Dataset excerpt
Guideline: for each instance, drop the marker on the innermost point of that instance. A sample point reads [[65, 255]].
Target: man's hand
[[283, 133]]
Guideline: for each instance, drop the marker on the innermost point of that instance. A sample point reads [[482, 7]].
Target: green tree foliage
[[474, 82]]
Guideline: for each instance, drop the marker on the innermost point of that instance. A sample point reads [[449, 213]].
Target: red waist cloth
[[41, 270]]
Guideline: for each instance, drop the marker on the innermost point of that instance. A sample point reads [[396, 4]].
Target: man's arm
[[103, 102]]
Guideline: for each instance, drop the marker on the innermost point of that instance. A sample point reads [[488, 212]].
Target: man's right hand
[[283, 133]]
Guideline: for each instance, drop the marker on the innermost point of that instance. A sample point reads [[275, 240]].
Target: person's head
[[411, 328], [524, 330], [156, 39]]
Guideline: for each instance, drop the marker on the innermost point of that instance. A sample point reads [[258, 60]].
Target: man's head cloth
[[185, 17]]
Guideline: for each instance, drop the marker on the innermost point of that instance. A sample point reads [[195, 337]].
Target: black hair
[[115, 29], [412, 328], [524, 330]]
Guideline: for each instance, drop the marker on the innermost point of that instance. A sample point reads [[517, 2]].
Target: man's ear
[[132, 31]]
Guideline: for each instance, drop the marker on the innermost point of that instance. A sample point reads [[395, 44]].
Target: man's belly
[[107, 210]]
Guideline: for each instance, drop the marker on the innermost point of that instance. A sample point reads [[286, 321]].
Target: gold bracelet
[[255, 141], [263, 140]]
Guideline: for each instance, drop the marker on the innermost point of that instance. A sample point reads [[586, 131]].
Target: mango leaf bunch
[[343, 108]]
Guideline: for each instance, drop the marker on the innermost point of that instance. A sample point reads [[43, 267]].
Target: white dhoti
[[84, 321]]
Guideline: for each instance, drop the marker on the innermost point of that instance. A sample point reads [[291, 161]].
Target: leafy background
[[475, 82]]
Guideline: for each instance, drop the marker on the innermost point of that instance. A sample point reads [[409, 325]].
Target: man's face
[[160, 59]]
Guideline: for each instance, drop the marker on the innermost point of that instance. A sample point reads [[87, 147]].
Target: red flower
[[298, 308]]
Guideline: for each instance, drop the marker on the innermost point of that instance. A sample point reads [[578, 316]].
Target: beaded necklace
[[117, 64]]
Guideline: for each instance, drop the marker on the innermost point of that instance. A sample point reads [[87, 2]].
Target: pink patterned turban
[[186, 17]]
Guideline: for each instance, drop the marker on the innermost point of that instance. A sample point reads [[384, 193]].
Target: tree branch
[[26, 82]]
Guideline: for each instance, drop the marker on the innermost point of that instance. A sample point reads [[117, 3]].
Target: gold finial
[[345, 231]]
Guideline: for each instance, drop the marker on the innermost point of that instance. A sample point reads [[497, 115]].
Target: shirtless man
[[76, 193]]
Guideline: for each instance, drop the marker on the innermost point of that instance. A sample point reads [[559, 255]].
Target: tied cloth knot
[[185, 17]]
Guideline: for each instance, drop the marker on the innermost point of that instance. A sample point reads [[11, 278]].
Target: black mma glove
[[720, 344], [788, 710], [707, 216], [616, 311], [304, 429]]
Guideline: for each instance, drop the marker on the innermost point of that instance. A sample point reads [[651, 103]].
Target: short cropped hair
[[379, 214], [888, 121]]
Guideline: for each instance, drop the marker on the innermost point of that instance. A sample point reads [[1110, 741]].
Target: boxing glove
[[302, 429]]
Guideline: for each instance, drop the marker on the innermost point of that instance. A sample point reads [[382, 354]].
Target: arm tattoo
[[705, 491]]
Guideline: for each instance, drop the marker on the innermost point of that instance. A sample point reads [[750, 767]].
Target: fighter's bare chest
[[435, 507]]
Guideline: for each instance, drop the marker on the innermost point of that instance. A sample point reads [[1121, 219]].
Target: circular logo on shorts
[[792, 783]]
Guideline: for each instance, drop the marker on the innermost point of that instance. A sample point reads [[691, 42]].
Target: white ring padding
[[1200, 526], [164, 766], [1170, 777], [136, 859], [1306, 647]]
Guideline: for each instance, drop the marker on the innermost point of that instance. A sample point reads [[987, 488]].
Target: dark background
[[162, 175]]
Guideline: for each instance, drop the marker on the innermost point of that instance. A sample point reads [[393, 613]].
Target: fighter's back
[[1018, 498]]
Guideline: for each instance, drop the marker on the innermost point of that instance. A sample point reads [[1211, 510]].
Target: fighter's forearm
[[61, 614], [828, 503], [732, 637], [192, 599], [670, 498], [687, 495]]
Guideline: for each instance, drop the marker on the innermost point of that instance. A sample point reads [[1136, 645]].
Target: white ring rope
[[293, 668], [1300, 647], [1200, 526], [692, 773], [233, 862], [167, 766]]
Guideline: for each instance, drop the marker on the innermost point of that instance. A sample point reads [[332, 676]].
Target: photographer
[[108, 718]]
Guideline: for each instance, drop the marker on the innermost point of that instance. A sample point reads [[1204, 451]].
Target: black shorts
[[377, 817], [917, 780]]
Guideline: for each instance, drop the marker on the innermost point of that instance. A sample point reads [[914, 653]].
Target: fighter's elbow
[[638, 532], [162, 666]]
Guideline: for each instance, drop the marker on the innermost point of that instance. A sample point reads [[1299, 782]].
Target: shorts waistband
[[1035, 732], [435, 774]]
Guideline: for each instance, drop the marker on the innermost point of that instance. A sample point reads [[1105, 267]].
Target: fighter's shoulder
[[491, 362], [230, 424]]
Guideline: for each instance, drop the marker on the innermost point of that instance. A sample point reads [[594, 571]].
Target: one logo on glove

TASK TO CARRY OUT: Turn every line of the records above into a numbered list, leaving out any blank lines.

TASK ANSWER:
1. Guideline: for each instance, drop the marker on the innermost point of that instance. A sample point reads [[65, 255]].
2. Target: man's hand
3. [[283, 133]]
4. Guideline: for each instance, drop the marker on the innermost point of that instance. A sample point reads [[482, 7]].
5. Target: green tree foliage
6. [[474, 82]]
7. Guideline: for each instance, drop the marker on the innermost point of that instance. A sample point reads [[449, 213]].
8. Target: red waist cloth
9. [[41, 270]]
10. Guideline: for each instance, drop the marker on the innermost point of that instance. A sample point reads [[396, 4]].
11. Target: man's arm
12. [[103, 102]]
13. Guideline: for each instance, drop the marker on the innermost point of that instance. A sample point reads [[488, 212]].
14. Target: man's right hand
15. [[283, 133]]
16. Guideline: for each instance, drop the marker on the innermost point of that instance. A sample point reads [[275, 240]].
17. Target: person's head
18. [[411, 328], [524, 330], [156, 39]]
19. Guideline: for each instance, drop the marker on the innermost point of that instance. A sample point reads [[258, 60]].
20. Target: man's head cloth
21. [[185, 17]]
22. Guideline: for each instance, drop the marker on the innermost point of that instance. A sample point reads [[195, 337]].
23. Target: black hair
24. [[115, 29], [412, 328], [524, 330]]
25. Guideline: for each instance, drop the marker on the innermost point of that instance. A sample point reads [[517, 2]].
26. Target: man's ear
27. [[132, 31]]
28. Guideline: for each instance, drop the marker on the innermost point of that instance. A sample point reads [[395, 44]].
29. Target: man's belly
30. [[107, 210]]
31. Guideline: for each instance, drop the marker on the innermost point of that instance. A sample point reads [[286, 321]].
32. Target: gold bracelet
33. [[255, 141], [263, 140]]
34. Guideline: for each instance, drop the marker on the innermost point of that instance. A sample point reads [[586, 131]].
35. Target: mango leaf bunch
36. [[343, 108]]
37. Guideline: for each instance, drop the marker on the innermost point of that instance. A sample point reads [[43, 267]].
38. Target: white dhoti
39. [[84, 321]]
40. Guideline: for each instance, drop the marker on the innermost point of that instance. A sample point reads [[291, 161]].
41. Target: leafy background
42. [[475, 82]]
43. Guideline: for each instance, drop the marker on the innermost point of that instance. A sample point reads [[409, 325]].
44. Target: man's face
45. [[160, 59]]
46. Guideline: for each instance, drop the marker on the innermost point of that instance. A sample point reads [[87, 147]].
47. Target: red flower
48. [[298, 308]]
49. Guideline: for each instance, drop the marker on the innermost point of that instance. A sample point reads [[578, 316]].
50. Target: beaded necklace
51. [[117, 64]]
52. Guideline: for each instance, drop the marker on the innermost point of that instance. A sample point reads [[87, 2]].
53. Target: pink patterned turban
54. [[186, 17]]
55. Guideline: for each instance, drop the marker on the innermost point of that instance. A sample point reads [[384, 193]].
56. Target: tree branch
57. [[26, 82]]
58. Guideline: for each instance, drop the marker on the innermost point of that instance. A sample point reads [[117, 3]].
59. Target: gold finial
60. [[345, 231]]
61. Guideline: for each instance, drop the marker on the innermost point of that instance. A sample point reads [[497, 115]].
62. Target: shirtless man
63. [[76, 193]]
64. Guideline: for each instance, drop the marker on the innermost point of that instance. A sample point reads [[559, 255]].
65. Target: tied cloth knot
66. [[185, 17]]
67. Guideline: for each instance, drop the marker on the innermost point of that instance. A sample point reads [[11, 278]].
68. Target: black mma glove
69. [[720, 344], [788, 710], [707, 216], [616, 311], [304, 429]]
70. Guideline: for each instance, drop the marker on the innermost point of that instance. A sample point reads [[651, 103]].
71. Target: short cropped hair
72. [[379, 214], [888, 121]]
73. Guideline: for each instance, drop the marker on the innermost point of that instance. A sample point reads [[1110, 741]].
74. Target: boxing glove
75. [[302, 429]]
76. Guideline: for each instance, drop the marker on the innermost point of that instance. A sample point reads [[382, 354]].
77. Target: arm tattoo
78. [[705, 491]]
79. Guideline: for each instance, drop the marker on the innermost point of that instance. A sample point reads [[750, 767]].
80. Target: fighter's bare chest
81. [[435, 507]]
82. Guideline: for each instance, drop the marker on the innermost point of that instance. A sample point reads [[1121, 219]].
83. Target: circular logo on shorts
84. [[792, 783]]
85. Guideline: for each instance, drop the marker on the innermost point of that instance. A sample point reads [[691, 42]].
86. Target: white ring padding
87. [[1200, 526], [164, 766], [1170, 777], [136, 859], [1306, 647]]
88. Guideline: for each instance, drop the marker on the innermost point of that instance. A sample point reads [[987, 488]].
89. Target: dark background
90. [[162, 175]]
91. Guideline: for each instance, drop the marker on the innermost point of that instance. A sample point reads [[393, 613]].
92. Target: fighter's back
93. [[1018, 498]]
94. Guideline: for each instance, drop the marker on the innermost point of that instance. A sample point reads [[1211, 510]].
95. Target: fighter's forearm
96. [[61, 614], [828, 503], [732, 637], [192, 599], [670, 498], [687, 495]]
97. Guideline: for each instance, drop the marker on the innermost point of that instance. A sample point reads [[1136, 645]].
98. Target: white ring rope
99. [[293, 668], [1300, 647], [1200, 526], [692, 773], [233, 862], [167, 766]]
100. Guideline: for each instance, drop the marker on the innermost point of that instance. A sample point reads [[332, 676]].
101. Target: photographer
102. [[108, 718]]
103. Guideline: for each instance, drop the marker on the innermost point of that instance. A sample point reads [[1204, 451]].
104. Target: black shorts
105. [[377, 817], [917, 780]]
106. Guideline: for each instance, drop the marker on the innermost point of that instance. A sample point reads [[914, 653]].
107. Target: fighter's elbow
108. [[638, 532], [162, 666]]
109. Guideline: for each instance, drop the marker on the innermost point of that instance. A sample point reads [[1299, 782]].
110. Target: shorts waistband
111. [[1035, 732], [435, 774]]
112. Guideline: for each instance, drop the marker on the innermost point of that instance. A sample point reads [[1105, 267]].
113. Target: fighter's shoulder
114. [[491, 362], [230, 424]]
115. Guideline: for each instance, drop the marker on the innermost point of that instance. A sample point reads [[594, 571]].
116. Target: one logo on glove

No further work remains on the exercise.